**Reading passage**
=====

Day 44 of #100daysofnetworks
GenAI: "Text to Edgelist" Tool
Hi everybody. I am so glad that this blog is back in action, as I have been working on some exciting things, and now I get to talk about it. Related to graph analysis and AI, I have two things going on, simultaneously:
I’ve built a prototype “Text to Edgelist” tool, and in this article I’m going to describe it and how it can be useful.
I’ve built a prototype “Agentic Graph” tool, for exploring and investigating graph networks in your own native language.
These two things are using two different approaches. The first is using a pretty vanilla prompt-based approach with AI, and the second is relying on AI agents. So, if you want to learn AI engineering, you are in the right place, and you should subscribe to this blog. Because I will show how to use both approaches.
Deepnote is Awesome!
In the last year, I have made one very significant change to how I do analysis. In the past, I’ve used Jupyter, and then if I needed to collaborate, I’d use Google Colab. However, Google Colab is annoying and simplistic, in my opinion. It bothers me to have to reupload files every time a notebook shuts down, and the collaboration capabilities are inadequate.
Last year, I found out about Deepnote, and it is my favorite Data Science “notebook” tool, right now. They are not a sponsor of this blog, but I sure wish they were. :)
Their plans are simple and affordable.
Even though I am currently unemployed, I pay for the Team Plan. Because with this, I have what I need to do freelance work, or to share notebooks with collaborators, and I can use their more powerful machines.
This article isn’t for advertising them, though. So, that’s enough praise. But do check them out. Deepnote is a very useful Data Science tool, and it has replaced Jupyter, for me.

=====

**Dataset content**

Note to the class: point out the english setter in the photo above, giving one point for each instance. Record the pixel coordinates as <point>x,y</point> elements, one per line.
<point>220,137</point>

=====

**Work task 1**
Repeat the part of the blog post that begins at the words "Last year, I found" and stops after the words "more powerful machines.".
**Work task 2**
Does the blog post agree with each statement? Answer yes or no for each, and quote the words that decide it.
(a) The author pays for Deepnote's Team Plan.
(b) Deepnote sponsors the blog.
(c) The "Agentic Graph" tool relies on AI agents.
Answer from the blog post alone, not from the listing.

**Solution 1**
Last year, I found out about Deepnote, and it is my favorite Data Science “notebook” tool, right now. They are not a sponsor of this blog, but I sure wish they were. :)
Their plans are simple and affordable.
Even though I am currently unemployed, I pay for the Team Plan. Because with this, I have what I need to do freelance work, or to share notebooks with collaborators, and I can use their more powerful machines.

**Solution 2**
(a) Yes: "I pay for the Team Plan."
(b) No: "They are not a sponsor of this blog, but I sure wish they were."
(c) Yes: "the second is relying on AI agents."